## Enunciado 1
De acordo com o texto da página, quem traduziu recentemente o poema À espera dos Bárbaros?
## Enunciado 2
Traduza para o inglês a frase "Esta gente era alguma solução.", que encerra o texto da página.
## Enunciado 3
Transcreva do texto da página todo o trecho que vai de "Depois vieram pelos comunistas" até "não era sindicalista.".

== Texto da página ==

Depois vieram pelos comunistas
E eu não falei nada –
Porque não era comunista.
Depois vieram pelos sindicalistas
E eu não falei nada –
Porque não era sindicalista.
Então vieram por mim –
E não havia mais ninguém
Para falar por mim.
O que eu fui dizer! Que era um absurdo comparar a situação com qualquer genocídio que fosse, afinal a quem é que eu estava a chamar comunista e nazi, enfim! Esta minha outra gente é uma gente sem qualquer capacidade de abstracção, incapaz de apreender num poema uma ideia, o conceito. Outra vez foi com Kavafis e o poema À espera dos Bárbaros, ainda recentemente traduzido por Joaquim Manuel Magalhães e Nikos Pratsinis (Relógio d'Água, 2005) e um dos 10 poemas - se me perguntassem - da minha vida. Peço-lhes emprestado final da tradução. Nesse meu consílio, defendia eu que se deveria proceder sem mais delongas a certos melhoramentos nas instalações por forma a optimizar as condições de trabalho e o desempenho dos profissionais. Do outro lado da contenda perguntava-se para quê, já que seria trabalho perdido quando passassemos para as novas instalações, só ainda não se sabia muito bem quando. No poema do de Alexandria, os senadores passam o dia no senado adiando o legislar porque os bárbaros estão para chegar; os oradores não fazem os seus habituais discursos porque os bárbaros estão para chegar; e o tempo passa sem que nada mude, nada se faça, porque tudo será feito seguindo as ordens dos bárbaros. Mas,
(...) anoiteceu e os bárbaros não vieram.
E chegaram alguns das fronteiras,
e disseram que já não há bárbaros.
E agora que vai ser de nós sem bárbaros.
Esta gente era alguma solução.

===
== Dados fornecidos ==

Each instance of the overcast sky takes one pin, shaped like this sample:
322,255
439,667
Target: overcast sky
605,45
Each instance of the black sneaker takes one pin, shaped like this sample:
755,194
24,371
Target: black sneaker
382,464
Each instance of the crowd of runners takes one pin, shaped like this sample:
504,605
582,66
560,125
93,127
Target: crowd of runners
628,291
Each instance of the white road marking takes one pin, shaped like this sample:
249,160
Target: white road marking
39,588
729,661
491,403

===
== Dados fornecidos ==

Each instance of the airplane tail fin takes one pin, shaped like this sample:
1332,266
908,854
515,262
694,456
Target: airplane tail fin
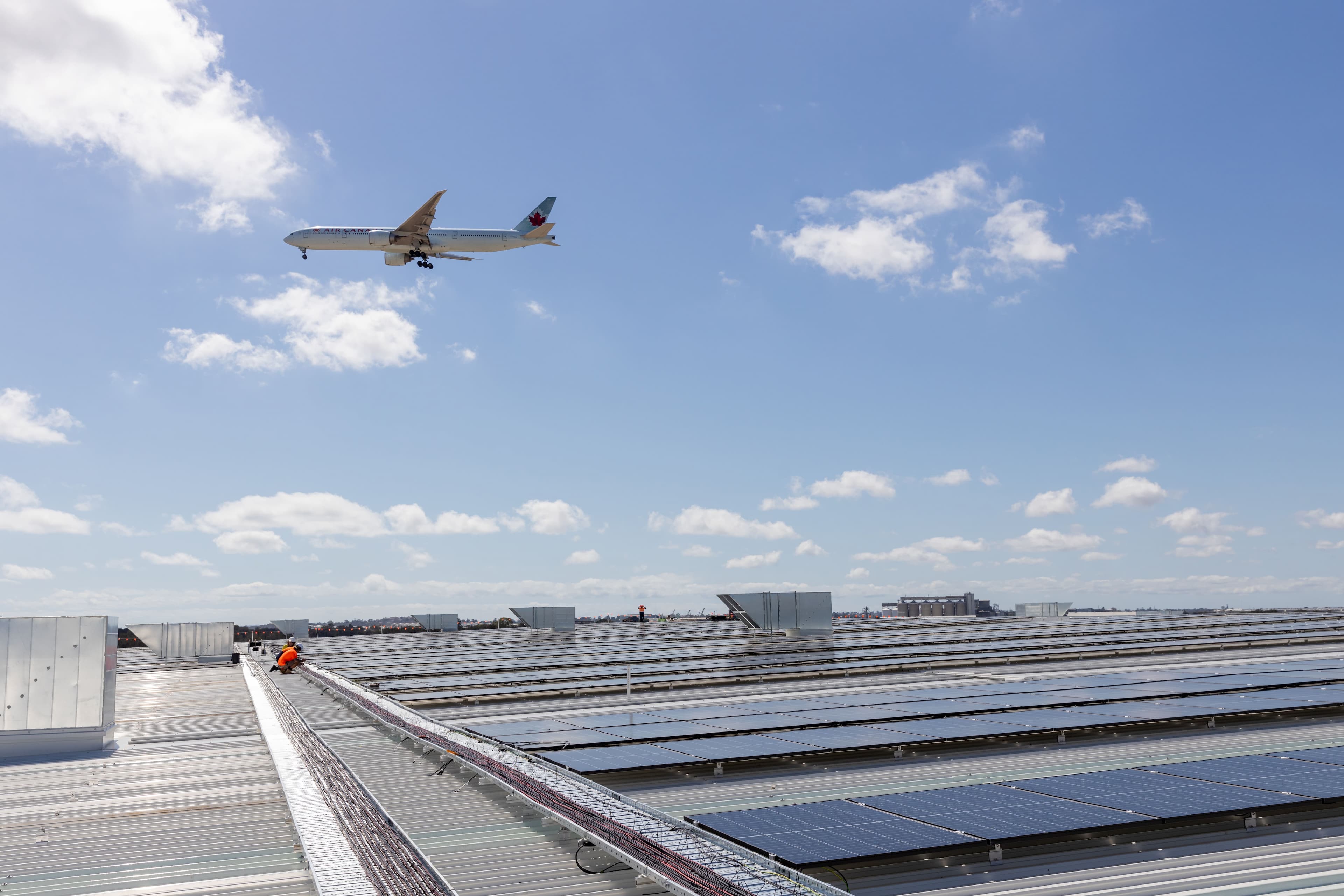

===

## Resultado do exercício 1
Joaquim Manuel Magalhães e Nikos Pratsinis.

## Resultado do exercício 2
These people were a solution of sorts.

## Resultado do exercício 3
Depois vieram pelos comunistas
E eu não falei nada –
Porque não era comunista.
Depois vieram pelos sindicalistas
E eu não falei nada –
Porque não era sindicalista.